**WHAT THE TASK REQUIRES:** Can you retype every record below exactly as written?

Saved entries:
Start of Block

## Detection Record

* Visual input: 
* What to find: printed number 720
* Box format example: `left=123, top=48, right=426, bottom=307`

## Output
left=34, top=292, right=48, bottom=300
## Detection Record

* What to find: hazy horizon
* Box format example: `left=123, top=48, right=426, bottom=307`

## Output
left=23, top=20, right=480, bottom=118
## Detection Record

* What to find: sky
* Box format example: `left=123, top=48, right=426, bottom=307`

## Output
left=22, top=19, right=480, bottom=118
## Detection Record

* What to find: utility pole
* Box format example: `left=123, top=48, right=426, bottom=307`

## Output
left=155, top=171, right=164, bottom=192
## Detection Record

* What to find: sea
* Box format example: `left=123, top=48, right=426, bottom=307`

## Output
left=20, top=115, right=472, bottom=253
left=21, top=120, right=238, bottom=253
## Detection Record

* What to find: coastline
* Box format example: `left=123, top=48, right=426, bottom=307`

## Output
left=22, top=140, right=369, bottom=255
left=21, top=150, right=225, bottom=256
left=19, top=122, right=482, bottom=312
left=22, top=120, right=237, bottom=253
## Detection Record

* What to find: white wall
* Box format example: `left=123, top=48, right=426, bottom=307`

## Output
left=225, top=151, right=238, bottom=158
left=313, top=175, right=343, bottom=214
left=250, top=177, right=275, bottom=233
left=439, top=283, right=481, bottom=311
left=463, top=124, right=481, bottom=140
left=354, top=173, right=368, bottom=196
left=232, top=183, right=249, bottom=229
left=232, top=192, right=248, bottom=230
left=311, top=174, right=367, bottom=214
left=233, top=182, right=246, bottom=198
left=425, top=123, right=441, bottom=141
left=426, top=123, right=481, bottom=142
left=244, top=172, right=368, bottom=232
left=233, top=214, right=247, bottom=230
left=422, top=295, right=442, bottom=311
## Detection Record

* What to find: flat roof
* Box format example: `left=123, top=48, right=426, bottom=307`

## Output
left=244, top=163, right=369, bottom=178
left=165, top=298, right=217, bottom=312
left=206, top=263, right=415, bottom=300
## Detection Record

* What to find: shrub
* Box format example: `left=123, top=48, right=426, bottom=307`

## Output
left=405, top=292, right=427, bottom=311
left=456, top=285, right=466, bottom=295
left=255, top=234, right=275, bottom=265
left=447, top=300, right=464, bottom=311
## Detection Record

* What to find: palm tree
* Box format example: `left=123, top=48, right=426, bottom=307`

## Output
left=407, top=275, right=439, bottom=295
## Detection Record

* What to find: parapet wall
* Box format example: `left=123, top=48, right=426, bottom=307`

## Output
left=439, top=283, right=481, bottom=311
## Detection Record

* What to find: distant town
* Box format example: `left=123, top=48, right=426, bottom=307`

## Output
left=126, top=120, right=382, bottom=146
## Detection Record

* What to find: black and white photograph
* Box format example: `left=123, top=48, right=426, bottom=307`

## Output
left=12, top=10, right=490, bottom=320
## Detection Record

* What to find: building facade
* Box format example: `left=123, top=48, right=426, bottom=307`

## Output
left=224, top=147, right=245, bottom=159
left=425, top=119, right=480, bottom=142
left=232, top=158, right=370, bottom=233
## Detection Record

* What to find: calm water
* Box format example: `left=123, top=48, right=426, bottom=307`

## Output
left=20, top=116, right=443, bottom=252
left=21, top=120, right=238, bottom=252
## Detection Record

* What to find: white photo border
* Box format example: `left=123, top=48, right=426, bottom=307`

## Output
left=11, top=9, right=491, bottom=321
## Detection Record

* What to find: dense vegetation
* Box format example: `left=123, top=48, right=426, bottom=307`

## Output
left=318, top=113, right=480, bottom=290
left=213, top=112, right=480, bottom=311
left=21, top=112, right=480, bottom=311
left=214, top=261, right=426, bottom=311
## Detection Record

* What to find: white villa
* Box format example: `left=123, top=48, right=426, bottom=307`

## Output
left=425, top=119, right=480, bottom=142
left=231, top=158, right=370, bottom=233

End of Block

**THE ANSWER:**
## Detection Record

* Visual input: 
* What to find: printed number 720
* Box format example: `left=123, top=48, right=426, bottom=307`

## Output
left=34, top=292, right=48, bottom=300
## Detection Record

* What to find: hazy horizon
* Box format example: `left=123, top=48, right=426, bottom=307`

## Output
left=23, top=20, right=480, bottom=118
## Detection Record

* What to find: sky
* Box format example: `left=123, top=48, right=426, bottom=307`

## Output
left=22, top=19, right=480, bottom=118
## Detection Record

* What to find: utility pole
* Box format example: `left=123, top=48, right=426, bottom=307`

## Output
left=155, top=171, right=164, bottom=192
## Detection Record

* What to find: sea
* Box format example: `left=123, top=48, right=426, bottom=307`

## Output
left=20, top=115, right=472, bottom=253
left=21, top=120, right=238, bottom=253
## Detection Record

* What to find: coastline
* Box format example: `left=123, top=48, right=426, bottom=307`

## Output
left=22, top=140, right=369, bottom=255
left=21, top=150, right=225, bottom=256
left=19, top=122, right=482, bottom=312
left=22, top=120, right=237, bottom=253
## Detection Record

* What to find: white wall
* Box format example: `left=123, top=48, right=426, bottom=307`

## Output
left=225, top=151, right=238, bottom=158
left=313, top=175, right=343, bottom=214
left=250, top=177, right=275, bottom=233
left=439, top=283, right=481, bottom=311
left=463, top=124, right=481, bottom=140
left=354, top=173, right=368, bottom=196
left=232, top=183, right=249, bottom=229
left=232, top=192, right=248, bottom=230
left=311, top=174, right=367, bottom=214
left=233, top=182, right=246, bottom=198
left=425, top=123, right=441, bottom=141
left=426, top=123, right=481, bottom=142
left=244, top=172, right=368, bottom=232
left=233, top=214, right=247, bottom=230
left=422, top=295, right=442, bottom=311
## Detection Record

* What to find: flat roof
* Box format example: `left=123, top=48, right=426, bottom=307`

## Output
left=244, top=163, right=369, bottom=178
left=165, top=298, right=217, bottom=312
left=206, top=263, right=415, bottom=300
## Detection Record

* What to find: shrub
* Box format example: `left=123, top=48, right=426, bottom=307`

## Output
left=405, top=292, right=427, bottom=311
left=456, top=285, right=466, bottom=295
left=255, top=234, right=275, bottom=265
left=447, top=300, right=464, bottom=311
## Detection Record

* What to find: palm tree
* Box format example: `left=123, top=48, right=426, bottom=307`

## Output
left=407, top=275, right=439, bottom=295
## Detection Record

* What to find: parapet wall
* Box format example: `left=123, top=48, right=426, bottom=307`

## Output
left=439, top=283, right=481, bottom=311
## Detection Record

* What to find: distant town
* Box format example: `left=123, top=48, right=426, bottom=307`

## Output
left=126, top=120, right=382, bottom=146
## Detection Record

* What to find: black and white photograph
* Box format example: `left=123, top=48, right=426, bottom=307`

## Output
left=12, top=10, right=490, bottom=320
## Detection Record

* What to find: building facade
* Box format example: `left=123, top=48, right=426, bottom=307`

## Output
left=224, top=147, right=245, bottom=159
left=425, top=119, right=480, bottom=142
left=232, top=158, right=370, bottom=233
## Detection Record

* What to find: calm water
* Box format example: `left=123, top=48, right=426, bottom=307`

## Output
left=20, top=116, right=443, bottom=252
left=21, top=120, right=238, bottom=252
## Detection Record

* What to find: white photo border
* Box format example: `left=123, top=48, right=426, bottom=307`

## Output
left=11, top=9, right=491, bottom=321
## Detection Record

* What to find: dense vegetation
* Box format example: `left=123, top=48, right=426, bottom=307`

## Output
left=318, top=113, right=480, bottom=290
left=213, top=112, right=480, bottom=311
left=21, top=112, right=480, bottom=311
left=214, top=261, right=426, bottom=311
## Detection Record

* What to find: white villa
* Box format example: `left=123, top=48, right=426, bottom=307`

## Output
left=425, top=119, right=480, bottom=142
left=231, top=158, right=370, bottom=233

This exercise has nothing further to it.